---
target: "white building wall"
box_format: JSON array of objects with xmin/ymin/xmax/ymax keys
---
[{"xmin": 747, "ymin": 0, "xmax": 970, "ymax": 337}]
-=-=-
Reproduce every line of the listing above, requests included. Multiply each bounding box coordinate in the answers by 1.8 and round it to the nearest whole number, rounding halves up.

### [Exercise response]
---
target: "white building wall"
box_format: JSON array of objects with xmin/ymin/xmax/ymax keys
---
[{"xmin": 1345, "ymin": 0, "xmax": 1746, "ymax": 607}]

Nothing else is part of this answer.